====== PROVIDED PASSAGE
UFC 265: Lewis v Gane Photo by Josh Hedges/Zuffa LLC

An undefeated record with six consecutive wins in the UFC still wasn’t quite enough for Ciryl Gane to graduate from prospect to contender but that all changed on Saturday night.

The French heavyweight put on a dominant performance before stopping Derrick Lewis in the third round to claim the interim UFC title and set up an eventual showdown with his former teammate Francis Ngannou.

In his last two fights against Alexander Volkov and Jairzinho Rozenstruik, Gane won comfortable decisions but heavyweights are rarely afforded the luxury of winning five-round fights without absorbing some kind of criticism for not getting the finish. Fair or not, Gane had to dispel the notion that he was playing it safe and winning decisions rather than going out and eviscerating his competition.

Well, Gane answered those questions rather emphatically with his third-round TKO stoppage against Lewis and now he owns a piece — albeit a controversial slice —of the UFC heavyweight title.

In the co-main event, Jose Aldo looked better than ever as he boxed up Pedro Munhoz over three rounds to win a unanimous decision, his second in a row at bantamweight.

Fighters like Aldo, who are getting older and dropping down a weight class, aren’t supposed to be improving at the rate he’s been improving but that’s exactly what’s happening. Aldo has now positioned himself for a marquee fight at bantamweight with the possibility of another title shot maybe just one more win away.

With that said, there’s a lot to unpack from UFC 265 so let’s take a look at what passed and what failed from Saturday night’s pay-per-view event. This is Making the Grade for UFC 265: Lewis vs. Gane.


Gane, Baby Gane

It’s wild to think that Ciryl Gane joined the UFC roster with just three fights on his record and now just over two years later, he’s holding an interim heavyweight title.

Now we can all question the legitimacy of that belt — more on that later — but none of that is Gane’s fault.

All he did was put himself into position to potentially challenge for the title and then answer the call when the UFC desperately needed to boost the August pay-per-view with a title fight.

Gane then put on his best performance to date while picking apart one of the scariest heavyweights on the planet and making Derrick Lewis look like a rank amateur by comparison, which is ridiculous considering “The Black Beast” has more than double the fights in the UFC than the new interim champion has in his entire career.

Gane was smart and tactical with his game plan to stick on the outside and refuse to engage in a brawl with Lewis, which is where he typically feasts on his opposition. After chopping away at Lewis’ legs, and negating him as a threat while backed up against the cage, Gane went in for the kill.

Gane held nothing back in the closing sequence after realizing that Lewis was compromised and not recovering, which proves he’s got plenty of finishing instincts when the opportunity arises. He may not have finished his last two opponents prior to Saturday night but Gane obviously didn’t see the same openings in those fights as he did against Lewis at UFC 265.
============
* _PROMPT 1_: Count the lines of the records that contain the string "deck", matching case exactly, and reply with the number alone.
The records that come next have nothing to do with the UFC 265 recap above.
====== DATA IN THIS EXERCISE
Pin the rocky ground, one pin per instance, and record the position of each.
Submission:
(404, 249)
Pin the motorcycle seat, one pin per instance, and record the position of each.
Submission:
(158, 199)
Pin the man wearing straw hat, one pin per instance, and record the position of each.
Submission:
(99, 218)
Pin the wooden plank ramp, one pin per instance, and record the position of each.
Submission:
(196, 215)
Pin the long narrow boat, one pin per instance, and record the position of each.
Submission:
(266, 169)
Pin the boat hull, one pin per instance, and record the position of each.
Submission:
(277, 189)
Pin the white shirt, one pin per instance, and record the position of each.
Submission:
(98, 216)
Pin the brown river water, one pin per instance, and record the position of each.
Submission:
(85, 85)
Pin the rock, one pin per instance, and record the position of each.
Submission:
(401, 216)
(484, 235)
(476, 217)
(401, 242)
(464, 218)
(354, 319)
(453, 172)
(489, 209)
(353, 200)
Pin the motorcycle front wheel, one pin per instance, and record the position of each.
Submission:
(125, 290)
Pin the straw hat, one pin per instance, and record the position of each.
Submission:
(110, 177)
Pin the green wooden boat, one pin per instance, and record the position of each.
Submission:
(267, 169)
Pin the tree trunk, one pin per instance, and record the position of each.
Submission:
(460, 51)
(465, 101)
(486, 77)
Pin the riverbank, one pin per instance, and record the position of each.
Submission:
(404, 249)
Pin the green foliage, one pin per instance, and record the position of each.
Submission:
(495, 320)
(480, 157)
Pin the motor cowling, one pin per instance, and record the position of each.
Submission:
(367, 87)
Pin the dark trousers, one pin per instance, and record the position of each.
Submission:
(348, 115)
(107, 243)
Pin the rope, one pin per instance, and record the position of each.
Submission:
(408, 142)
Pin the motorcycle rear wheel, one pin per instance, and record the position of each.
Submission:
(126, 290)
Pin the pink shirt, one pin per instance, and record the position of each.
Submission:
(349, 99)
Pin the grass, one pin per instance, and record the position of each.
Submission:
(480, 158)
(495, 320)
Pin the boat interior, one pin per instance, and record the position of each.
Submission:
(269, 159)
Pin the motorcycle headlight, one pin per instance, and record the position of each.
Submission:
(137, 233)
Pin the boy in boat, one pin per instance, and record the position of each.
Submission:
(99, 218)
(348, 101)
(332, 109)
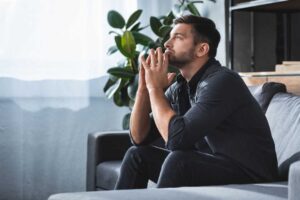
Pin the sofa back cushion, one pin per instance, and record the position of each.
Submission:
(283, 115)
(264, 93)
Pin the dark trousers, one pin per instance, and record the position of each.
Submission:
(177, 168)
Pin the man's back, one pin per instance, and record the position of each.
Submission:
(224, 115)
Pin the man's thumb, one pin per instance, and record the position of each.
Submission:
(171, 76)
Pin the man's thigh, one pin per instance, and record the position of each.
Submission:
(150, 159)
(193, 168)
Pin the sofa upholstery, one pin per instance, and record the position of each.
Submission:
(283, 114)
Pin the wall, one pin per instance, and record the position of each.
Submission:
(44, 137)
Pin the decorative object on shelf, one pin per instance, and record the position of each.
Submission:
(130, 42)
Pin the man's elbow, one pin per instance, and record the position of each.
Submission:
(177, 144)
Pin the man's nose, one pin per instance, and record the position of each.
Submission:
(167, 44)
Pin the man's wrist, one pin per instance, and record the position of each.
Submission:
(155, 90)
(142, 91)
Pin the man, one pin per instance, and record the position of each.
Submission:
(214, 130)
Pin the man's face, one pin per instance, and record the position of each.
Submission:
(180, 47)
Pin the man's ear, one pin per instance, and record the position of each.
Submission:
(202, 49)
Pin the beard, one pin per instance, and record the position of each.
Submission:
(182, 59)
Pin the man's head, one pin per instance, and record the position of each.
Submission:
(192, 37)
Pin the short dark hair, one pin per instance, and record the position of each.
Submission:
(205, 30)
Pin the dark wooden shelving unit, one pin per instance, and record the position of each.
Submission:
(283, 10)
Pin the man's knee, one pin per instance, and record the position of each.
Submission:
(172, 171)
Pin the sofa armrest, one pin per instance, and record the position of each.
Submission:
(294, 181)
(104, 146)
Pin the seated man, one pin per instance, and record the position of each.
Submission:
(214, 130)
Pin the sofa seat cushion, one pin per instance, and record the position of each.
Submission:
(107, 174)
(274, 191)
(283, 115)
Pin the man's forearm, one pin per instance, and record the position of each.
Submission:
(140, 120)
(162, 112)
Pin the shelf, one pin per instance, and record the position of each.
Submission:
(267, 6)
(268, 74)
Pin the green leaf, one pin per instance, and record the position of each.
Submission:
(136, 27)
(126, 121)
(121, 72)
(119, 45)
(112, 50)
(113, 89)
(155, 25)
(192, 8)
(132, 19)
(165, 30)
(141, 38)
(169, 19)
(108, 84)
(128, 43)
(115, 19)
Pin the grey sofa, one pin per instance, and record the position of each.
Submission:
(106, 149)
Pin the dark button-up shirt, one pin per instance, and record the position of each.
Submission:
(216, 113)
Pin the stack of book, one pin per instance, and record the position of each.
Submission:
(288, 66)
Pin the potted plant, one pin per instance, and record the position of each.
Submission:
(122, 83)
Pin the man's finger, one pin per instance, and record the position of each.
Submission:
(143, 62)
(159, 57)
(171, 76)
(153, 58)
(165, 61)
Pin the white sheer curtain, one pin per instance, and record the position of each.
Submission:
(56, 39)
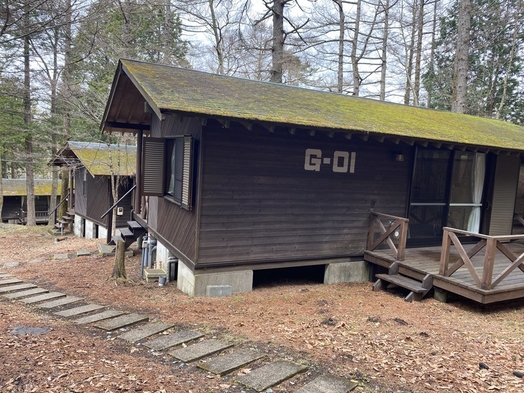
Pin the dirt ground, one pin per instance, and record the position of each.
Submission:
(373, 338)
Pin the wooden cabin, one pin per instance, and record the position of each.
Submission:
(14, 209)
(91, 166)
(236, 176)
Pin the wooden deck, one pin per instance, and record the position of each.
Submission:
(426, 260)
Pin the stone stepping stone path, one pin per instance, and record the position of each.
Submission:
(43, 297)
(259, 379)
(73, 312)
(18, 287)
(328, 384)
(226, 364)
(122, 322)
(10, 281)
(171, 340)
(145, 331)
(98, 317)
(28, 292)
(199, 350)
(64, 301)
(271, 374)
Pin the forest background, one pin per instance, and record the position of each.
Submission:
(59, 58)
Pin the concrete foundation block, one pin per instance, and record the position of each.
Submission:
(162, 255)
(440, 295)
(346, 272)
(197, 284)
(102, 232)
(90, 229)
(78, 227)
(219, 290)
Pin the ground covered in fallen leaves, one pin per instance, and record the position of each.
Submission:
(374, 338)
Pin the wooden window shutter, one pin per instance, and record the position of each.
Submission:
(187, 176)
(154, 161)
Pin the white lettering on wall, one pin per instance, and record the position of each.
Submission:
(341, 162)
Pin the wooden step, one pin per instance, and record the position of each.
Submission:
(403, 281)
(135, 225)
(126, 232)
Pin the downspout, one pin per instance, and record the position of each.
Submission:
(138, 178)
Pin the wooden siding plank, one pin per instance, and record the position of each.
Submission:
(260, 203)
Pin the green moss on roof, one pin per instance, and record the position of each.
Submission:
(17, 187)
(183, 90)
(101, 159)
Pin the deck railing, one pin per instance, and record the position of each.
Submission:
(491, 244)
(395, 229)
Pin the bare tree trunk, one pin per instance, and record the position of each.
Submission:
(507, 73)
(431, 65)
(383, 68)
(277, 51)
(28, 142)
(218, 38)
(418, 53)
(341, 34)
(354, 46)
(460, 74)
(410, 50)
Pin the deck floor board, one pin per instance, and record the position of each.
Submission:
(427, 260)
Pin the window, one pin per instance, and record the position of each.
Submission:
(168, 169)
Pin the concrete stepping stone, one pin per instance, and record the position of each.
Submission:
(75, 311)
(27, 292)
(64, 301)
(99, 317)
(145, 331)
(10, 281)
(122, 322)
(328, 384)
(43, 297)
(171, 340)
(271, 374)
(18, 287)
(226, 364)
(199, 350)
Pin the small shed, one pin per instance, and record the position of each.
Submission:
(236, 176)
(15, 200)
(92, 166)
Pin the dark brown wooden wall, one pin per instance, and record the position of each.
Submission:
(259, 204)
(80, 199)
(169, 220)
(11, 207)
(98, 198)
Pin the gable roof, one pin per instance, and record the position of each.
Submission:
(99, 159)
(17, 187)
(171, 89)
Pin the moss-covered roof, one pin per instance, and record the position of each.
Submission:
(168, 88)
(17, 187)
(98, 158)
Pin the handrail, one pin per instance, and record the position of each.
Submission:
(57, 206)
(117, 202)
(398, 228)
(491, 244)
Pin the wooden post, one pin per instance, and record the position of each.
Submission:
(371, 233)
(402, 240)
(489, 261)
(444, 254)
(119, 270)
============
* _PROMPT 2_: Pick up the UFC 265 recap after its final sentence and keep writing it.

* _ANSWER 1_: 3

* _ANSWER 2_:
That shows real maturity for a fighter who just transitioned to mixed martial arts a little over three years ago.

With the win, Gane set him up for a showdown against Francis Ngannou at some point in the future.

Does that necessarily mean Gane is truly the best heavyweight in the world next to Ngannou? That certainly remains to be seen but it’s impossible to deny that he’s put himself in the best possible position to find out.

The Ageless Wonder

When Jose Aldo made the decision to drop down from featherweight to bantamweight, most people expected to see an emaciated version of a once great champion attempting to reinvent himself when the sand in the hourglass was supposed to be running out.

He proved that wrong with his debut at 135 pounds where Aldo took Marlon Moraes to a razor-close split decision that he lost yet that actually earned him a title shot in his next fight. While Aldo looked good early in his battle against Petr Yan to crown a new bantamweight champion, the Brazilian eventually faded and suffered a fifth-round TKO loss.

At that point, Aldo seemed like he was reaching the end of wick that’s been blazing inside of him since first becoming a professional fighter back in 2004.

Rather than burn out and fade away, Aldo made some necessary changes in his training camp including a new boxing regimen to sharpen up his hands. He came back with a fight against Marlon Vera that was supposed to crown “Chito” as the next big thing after he stopped Sean O’Malley in his previous performance.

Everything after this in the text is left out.